** ISTRUZIONE 1 **
Ricopia alla lettera il tratto dell'articolo sul Caucaso del Nord che va da "A un anno dalla" fino a "la sua opera?".

** DOCUMENTO **
● ● ●
Opera di Maka Batiashvili

A un anno dalla morte di Anna Politkovskaja nel Caucaso del Nord la situazione è come sempre critica. Dmitrij Gruškin traccia una panoramica di quanto sta succedendo. Riceviamo e volentieri pubblichiamo

19/10/2007 -  Anonymous User

Da Mosca, scrive Dmitrij Gruškin,
Associazione in difesa dei diritti dell'uomo Memorial
Traduzione di: Ilaria Cotrone - Claudia Redigolo - Daniela Venturini

Esattamente un anno fa, il proiettile di un assassino ha stroncato la vita della giornalista di "Novaja gazeta", Anna Politkovskaja. Anna è morta nella lotta per la verità: far luce su qualsiasi fatto, senza badare alle conseguenze, era il suo principio guida professionale. Percepiva il dolore e la sofferenza degli abitanti del Caucaso del Nord come fossero suoi. Solo i proiettili l'hanno potuta fermare. Ma potranno fermare la sua opera?
E' passato un anno intero, nel Caucaso del Nord la situazione è come sempre critica. Le questioni che Anna ha sollevato nei suoi articoli e nei suoi libri continuano ad essere attuali tutt'oggi. I rastrellamenti, i sequestri e gli assassini di civili sono cose ormai ben note non solo in Cecenia, ma anche nelle altre Repubbliche del Caucaso del Nord. Riporterò solo alcuni fatti accaduti quest'anno. Tutte le informazioni sono state raccolte dai colleghi dell'Associazione in difesa dei diritti dell'uomo Memorial.

Cecenia, distretto Šatojskij: donne ferite da militari russi

La mattina del 24 marzo 2007 nelle vicinanze del villaggio Urdjucha, distretto Šatoiskij, nella Repubblica Cecena, i militari del comando locale hanno aperto il fuoco su tre donne del posto. Una di loro, Chaldat Mutakova, classe 1969, viene uccisa sul posto. Le altre due, Zalpa Mutakova, classe 1967, e la nuora Zaira Kasumova, classe 1980, hanno ricevono gravi ferite da arma da fuoco. Alle 8.30 le tre donne si erano dirette al bosco vicino per raccogliere delle erbe aromatiche. Avevano proseguito per circa 500 mt. dalle ultime abitazioni, avevano raggiunto la piccola radura vicino al lago Azzurro (conosciuto anche come Jaks-am) e si erano incamminate verso il bosco, quando all'improvviso da quella direzione hanno aperto il fuoco dei mitra contro di loro. Zaira e Chaldat sono state ferite subito.

Zalpa si è buttata a terra e ha iniziato ad urlare, scongiurando di cessare il fuoco. La raffica non si è arrestata e un proiettile l'ha colpita alla spalla. Zalpa ha chiesto a Zaira di chiamare col cellulare i parenti. E' riuscita a chiamare il cugino del marito e gli ha detto che si trovano vicino al lago, che stavano sparando su di loro, che erano state ferite e avevano bisogno di soccorso.
● ● ●
** ISTRUZIONE 2 **
Elenca ogni riga dei record qui sotto che contiene la parola "foliage", distinguendo tra maiuscole e minuscole.
● ● ●
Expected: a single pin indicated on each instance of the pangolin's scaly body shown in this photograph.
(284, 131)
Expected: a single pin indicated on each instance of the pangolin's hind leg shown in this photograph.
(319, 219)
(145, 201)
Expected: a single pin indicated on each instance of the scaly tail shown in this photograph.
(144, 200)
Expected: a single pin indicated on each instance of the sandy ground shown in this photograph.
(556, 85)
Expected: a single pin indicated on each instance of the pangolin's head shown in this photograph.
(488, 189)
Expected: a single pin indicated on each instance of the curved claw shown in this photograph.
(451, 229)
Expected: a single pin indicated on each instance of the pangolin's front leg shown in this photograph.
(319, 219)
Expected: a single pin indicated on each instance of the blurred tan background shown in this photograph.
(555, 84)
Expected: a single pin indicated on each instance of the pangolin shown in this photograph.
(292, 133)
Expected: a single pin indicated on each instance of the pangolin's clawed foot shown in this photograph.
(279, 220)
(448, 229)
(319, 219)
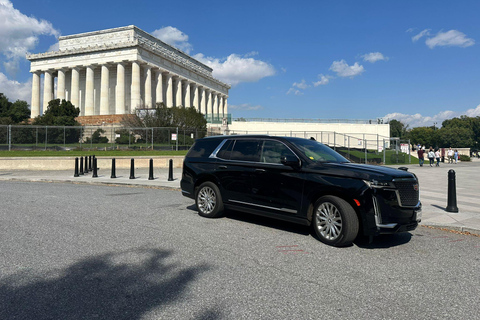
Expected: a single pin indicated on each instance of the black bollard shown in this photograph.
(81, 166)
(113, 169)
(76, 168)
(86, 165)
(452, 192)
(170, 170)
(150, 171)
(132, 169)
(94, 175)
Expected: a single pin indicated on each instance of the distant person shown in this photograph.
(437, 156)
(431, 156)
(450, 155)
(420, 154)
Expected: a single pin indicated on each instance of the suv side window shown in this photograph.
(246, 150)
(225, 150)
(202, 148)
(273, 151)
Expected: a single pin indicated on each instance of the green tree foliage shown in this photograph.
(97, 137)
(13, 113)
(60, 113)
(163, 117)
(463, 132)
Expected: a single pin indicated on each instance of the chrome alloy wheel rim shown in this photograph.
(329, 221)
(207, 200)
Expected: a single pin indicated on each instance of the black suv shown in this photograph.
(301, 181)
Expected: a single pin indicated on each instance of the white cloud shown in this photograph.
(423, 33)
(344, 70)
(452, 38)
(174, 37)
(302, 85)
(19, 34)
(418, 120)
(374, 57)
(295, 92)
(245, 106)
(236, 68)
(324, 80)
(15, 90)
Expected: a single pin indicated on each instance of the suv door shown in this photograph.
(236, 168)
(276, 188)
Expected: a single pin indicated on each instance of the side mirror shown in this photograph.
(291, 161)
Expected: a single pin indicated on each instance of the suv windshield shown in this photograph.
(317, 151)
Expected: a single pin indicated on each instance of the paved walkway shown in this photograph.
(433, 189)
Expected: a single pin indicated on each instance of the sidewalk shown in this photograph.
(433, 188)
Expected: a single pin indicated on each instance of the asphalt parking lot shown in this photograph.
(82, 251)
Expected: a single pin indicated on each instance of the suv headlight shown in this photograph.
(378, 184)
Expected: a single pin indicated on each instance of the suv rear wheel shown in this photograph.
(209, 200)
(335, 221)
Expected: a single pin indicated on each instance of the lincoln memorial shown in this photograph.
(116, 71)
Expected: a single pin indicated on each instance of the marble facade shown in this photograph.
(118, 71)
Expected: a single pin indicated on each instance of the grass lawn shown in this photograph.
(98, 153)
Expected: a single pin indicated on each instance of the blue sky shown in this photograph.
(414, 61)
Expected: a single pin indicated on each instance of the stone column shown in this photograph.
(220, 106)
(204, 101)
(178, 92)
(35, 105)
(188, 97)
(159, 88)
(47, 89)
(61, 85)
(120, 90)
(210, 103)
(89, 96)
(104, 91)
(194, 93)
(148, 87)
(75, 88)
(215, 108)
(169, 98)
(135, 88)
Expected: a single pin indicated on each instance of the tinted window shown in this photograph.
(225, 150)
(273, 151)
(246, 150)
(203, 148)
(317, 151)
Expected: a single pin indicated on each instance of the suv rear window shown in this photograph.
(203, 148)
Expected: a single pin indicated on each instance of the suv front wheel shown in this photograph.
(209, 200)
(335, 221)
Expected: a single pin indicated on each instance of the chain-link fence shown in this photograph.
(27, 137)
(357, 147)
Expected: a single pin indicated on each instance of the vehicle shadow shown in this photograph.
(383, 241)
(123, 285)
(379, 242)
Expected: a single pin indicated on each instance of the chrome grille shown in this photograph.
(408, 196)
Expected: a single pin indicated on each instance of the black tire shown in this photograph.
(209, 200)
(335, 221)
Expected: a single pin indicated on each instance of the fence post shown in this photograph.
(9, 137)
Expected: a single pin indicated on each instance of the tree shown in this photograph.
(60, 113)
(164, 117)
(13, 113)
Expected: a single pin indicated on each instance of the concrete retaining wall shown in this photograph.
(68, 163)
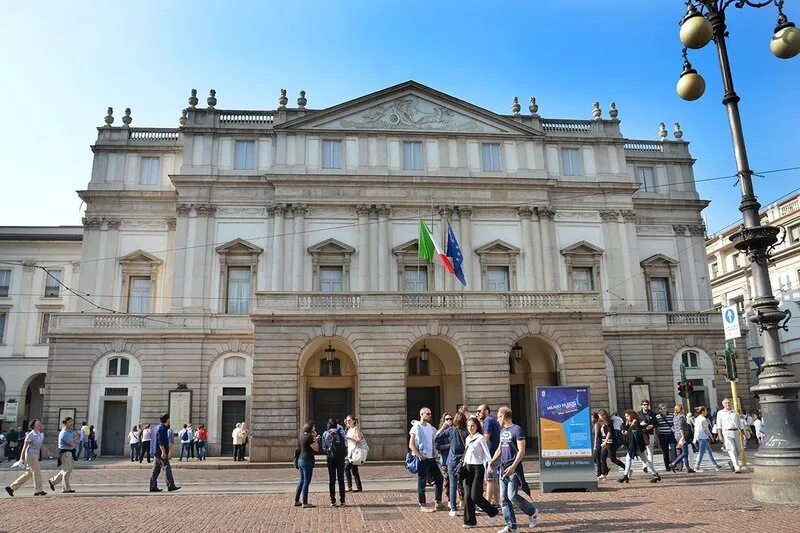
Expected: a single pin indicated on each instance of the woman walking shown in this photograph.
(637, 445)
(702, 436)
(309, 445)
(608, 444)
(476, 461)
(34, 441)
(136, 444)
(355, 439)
● ● ●
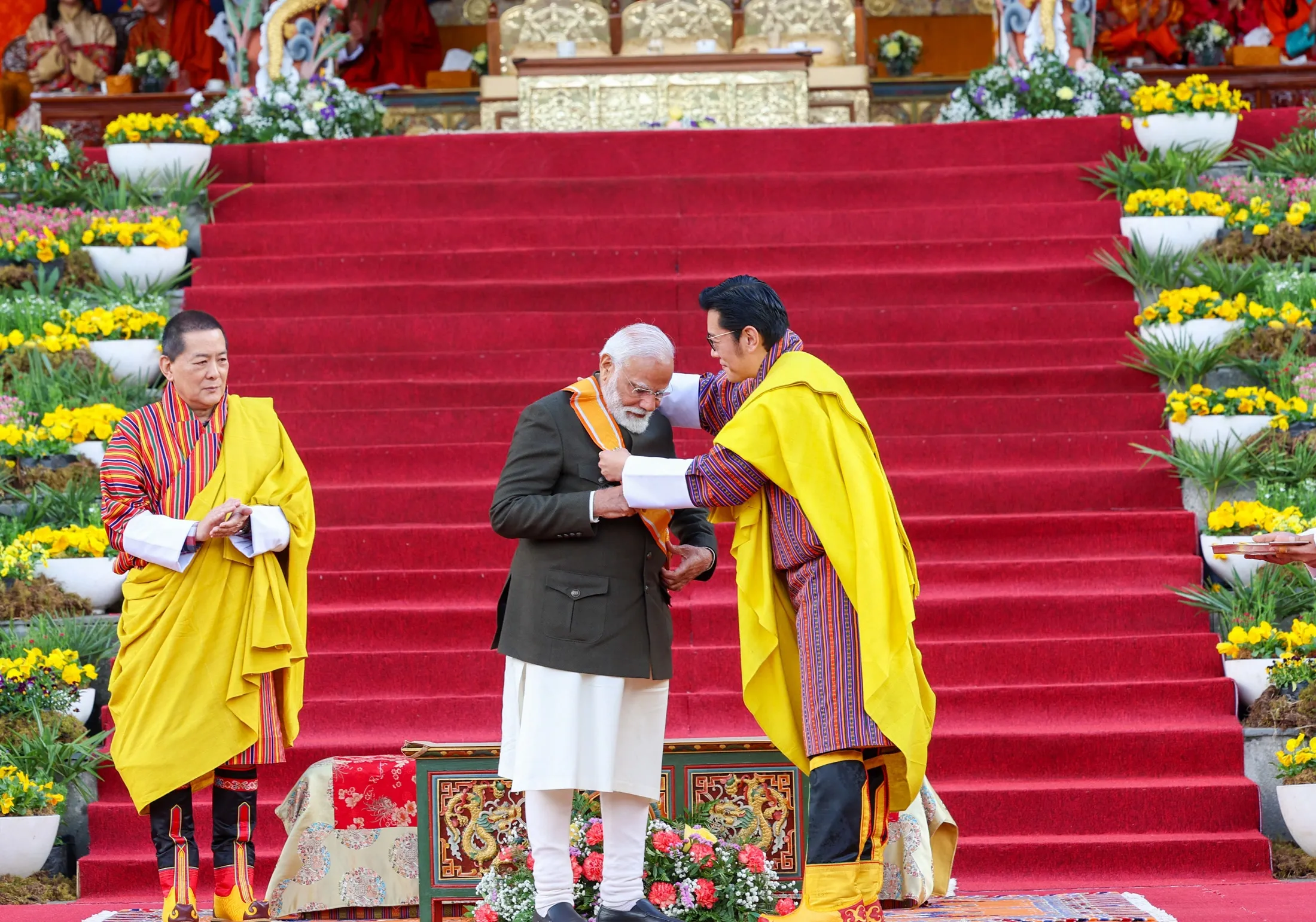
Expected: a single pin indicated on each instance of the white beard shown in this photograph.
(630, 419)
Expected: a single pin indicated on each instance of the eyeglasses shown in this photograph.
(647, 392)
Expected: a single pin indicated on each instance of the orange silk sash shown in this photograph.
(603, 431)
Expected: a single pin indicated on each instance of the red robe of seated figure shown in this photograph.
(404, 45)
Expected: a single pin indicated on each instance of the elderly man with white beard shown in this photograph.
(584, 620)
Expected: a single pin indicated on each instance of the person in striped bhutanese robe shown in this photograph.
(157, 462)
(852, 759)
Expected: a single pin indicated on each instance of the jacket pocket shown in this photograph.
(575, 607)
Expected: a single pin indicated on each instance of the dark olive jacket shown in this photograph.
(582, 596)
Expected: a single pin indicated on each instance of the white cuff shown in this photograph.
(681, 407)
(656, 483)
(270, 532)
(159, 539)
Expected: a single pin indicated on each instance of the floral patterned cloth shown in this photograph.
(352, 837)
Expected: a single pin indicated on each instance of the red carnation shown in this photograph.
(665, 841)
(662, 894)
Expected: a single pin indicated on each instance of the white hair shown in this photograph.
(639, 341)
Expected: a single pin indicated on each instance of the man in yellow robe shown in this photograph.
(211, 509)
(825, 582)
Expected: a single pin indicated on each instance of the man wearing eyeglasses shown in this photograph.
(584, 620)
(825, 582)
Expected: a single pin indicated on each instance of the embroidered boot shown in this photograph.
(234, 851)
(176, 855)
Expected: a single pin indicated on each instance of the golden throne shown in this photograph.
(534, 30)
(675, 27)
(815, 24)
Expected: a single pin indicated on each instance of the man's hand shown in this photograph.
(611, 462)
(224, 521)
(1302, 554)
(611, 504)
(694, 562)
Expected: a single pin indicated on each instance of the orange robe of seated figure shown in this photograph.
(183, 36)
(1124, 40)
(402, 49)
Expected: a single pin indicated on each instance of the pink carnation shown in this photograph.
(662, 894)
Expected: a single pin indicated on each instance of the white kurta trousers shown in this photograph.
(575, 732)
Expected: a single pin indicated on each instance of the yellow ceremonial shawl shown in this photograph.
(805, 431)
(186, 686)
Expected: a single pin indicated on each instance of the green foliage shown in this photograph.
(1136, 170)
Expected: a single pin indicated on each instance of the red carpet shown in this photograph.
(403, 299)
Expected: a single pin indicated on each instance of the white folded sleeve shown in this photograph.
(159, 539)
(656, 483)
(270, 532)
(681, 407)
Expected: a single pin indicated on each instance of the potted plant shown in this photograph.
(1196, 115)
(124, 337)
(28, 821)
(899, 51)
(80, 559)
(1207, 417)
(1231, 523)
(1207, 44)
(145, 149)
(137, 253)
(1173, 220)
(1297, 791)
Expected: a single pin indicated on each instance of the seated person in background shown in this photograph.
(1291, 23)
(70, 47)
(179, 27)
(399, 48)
● ● ●
** RISPOSTA COMPLETA 1 **
A un anno dalla morte di Anna Politkovskaja nel Caucaso del Nord la situazione è come sempre critica. Dmitrij Gruškin traccia una panoramica di quanto sta succedendo. Riceviamo e volentieri pubblichiamo

19/10/2007 -  Anonymous User

Da Mosca, scrive Dmitrij Gruškin,
Associazione in difesa dei diritti dell'uomo Memorial
Traduzione di: Ilaria Cotrone - Claudia Redigolo - Daniela Venturini

Esattamente un anno fa, il proiettile di un assassino ha stroncato la vita della giornalista di "Novaja gazeta", Anna Politkovskaja. Anna è morta nella lotta per la verità: far luce su qualsiasi fatto, senza badare alle conseguenze, era il suo principio guida professionale. Percepiva il dolore e la sofferenza degli abitanti del Caucaso del Nord come fossero suoi. Solo i proiettili l'hanno potuta fermare. Ma potranno fermare la sua opera?

** RISPOSTA COMPLETA 2 **
Expected: a single pin indicated on each instance of the green tree foliage shown in this photograph.
Expected: a single pin indicated on each instance of the green foliage shown in this photograph.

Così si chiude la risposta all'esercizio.